Dokument:
━━━

Verräter
Das Spiel
von
Marcel-André Casasola Merkle
Adlung
Spiele 1998
Kartenspiel
für 3-4 Spieler ab 12 Jahren
Spieldauer:
45-60 Minuten
Die
WIN-Wertung:
Verräter **
W SSS II UU AA 4 (3) m
Vergleichbare
Spiele:
Druidenwalter
(Thema Seitenwechsel)
Alle
Kartenspiele mit Konflikt- und Nachschubmechanismus
Nein,
Christoph, das ist kein neues Sammelkartenspiel, eher das Gegenteil! Für
Hundert Schilling bekommst du hier ein komplettes Strategie-Spiel, alle 66
Karten und die Spielanleitung komprimiert verpackt in einer 108 cm3-Schachtel.
Manch ein Hersteller hätte es mit einem Spielplan und anderem in diesem Falle
unnötigen Firlefanz aufgeblasen, die Firma Adlung hatte das zum Glück nicht
nötig, man schaffte dennoch den Sprung auf die Auswahlliste zum Spiel des
Jahres 1999.
Nein,
Manfred, es kommt keine Eisenbahn vor! Wir befinden uns im (Schottischen?)

━━━

Bereitgestellte Daten:
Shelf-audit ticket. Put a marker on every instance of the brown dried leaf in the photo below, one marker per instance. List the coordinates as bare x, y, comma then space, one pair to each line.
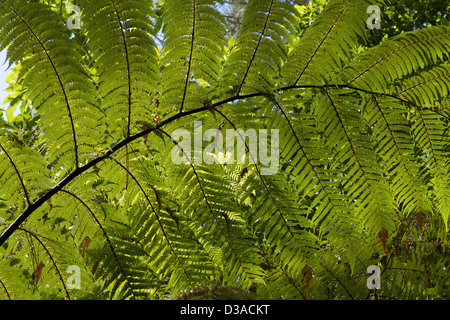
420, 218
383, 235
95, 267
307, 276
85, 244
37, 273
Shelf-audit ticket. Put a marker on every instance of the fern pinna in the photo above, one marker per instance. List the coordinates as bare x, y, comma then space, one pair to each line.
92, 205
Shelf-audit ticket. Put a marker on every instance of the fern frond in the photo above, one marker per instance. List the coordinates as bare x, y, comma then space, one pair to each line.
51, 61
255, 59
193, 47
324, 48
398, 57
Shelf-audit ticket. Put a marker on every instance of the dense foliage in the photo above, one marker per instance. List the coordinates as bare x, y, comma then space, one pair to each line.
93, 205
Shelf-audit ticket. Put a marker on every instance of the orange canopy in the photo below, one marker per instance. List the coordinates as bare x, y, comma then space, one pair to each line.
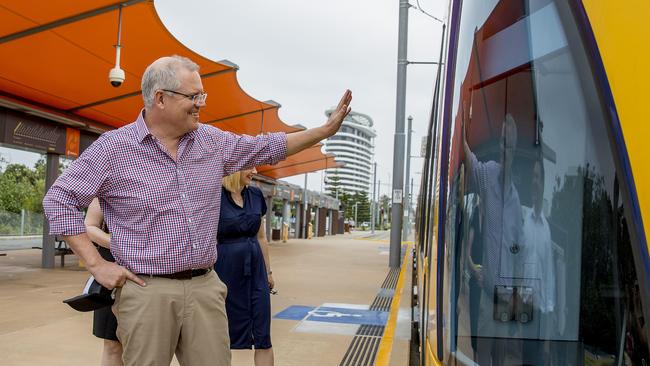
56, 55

━━━

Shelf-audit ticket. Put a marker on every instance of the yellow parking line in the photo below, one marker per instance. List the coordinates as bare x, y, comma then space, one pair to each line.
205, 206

━━━

Aufgaben:
(A) Wie viele Karten enthält das Spiel laut der Besprechung des Kartenspiels Verräter?
(B) Setzen Sie die Besprechung des Kartenspiels Verräter von der Stelle an fort, an der sie aufhört.

Lösungen:
(A) 66 Karten

(B)
Hochland des Mittelalters, wo die Spieler als Vertreter zweier konkurrierender
Fürstenhäuser (Adler und Rose) versuchen, Landstriche der gegnerischen
Gesinnung auf ihre Seite zu bringen. Die Gegenden werden durch 12 Karten dargestellt,
die zifferblattmäßig auf dem Tisch ausgelegt werden. Am Anfang besitzen Adler
und Rose jeweils eine Ödnis (0), eine Weide (3), einen Fluss (5), einen Wald
(7), ein Dorf (10) sowie eine Stadt (15). In Klammer ist die Grundversorgung
der Gebiete angegeben, also der Widerstand, den sie dem Umdrehen auf die andere
Seite entgegenstellen, wenn der Besitzer der Strategie-Aktionskarte den Ort des
Geschehens dadurch markiert, dass er die Konfliktkarte oberhalb von zwei
unterschiedlich gesonnenen Landstrichen auslegt. Der randomisierte
Startspieler, der die Gesinnungskarte des Adlers besitzt, legt nun offen 0-5
Versorgungskarten vor sich ab, von denen es je 5 Stück der Werte 2, 3, 4 und 5
gibt, sowie 2 x den Wert 6 und 1x den Wert 8 (Zu Spielbeginn hat jeder drei
Karten in den Werten 3, 4 und 5). Im Uhrzeigersinn tut nun der nächste Spieler
(Gesinnung Rose) desgleichen, es folgt wieder ein Adler-Anhänger und als
letzter wieder ein Rosenkrieger (natürlich nur bei vier Spielern, zu dritt
scheint das Spiel ein wenig unausgewogen zu sein).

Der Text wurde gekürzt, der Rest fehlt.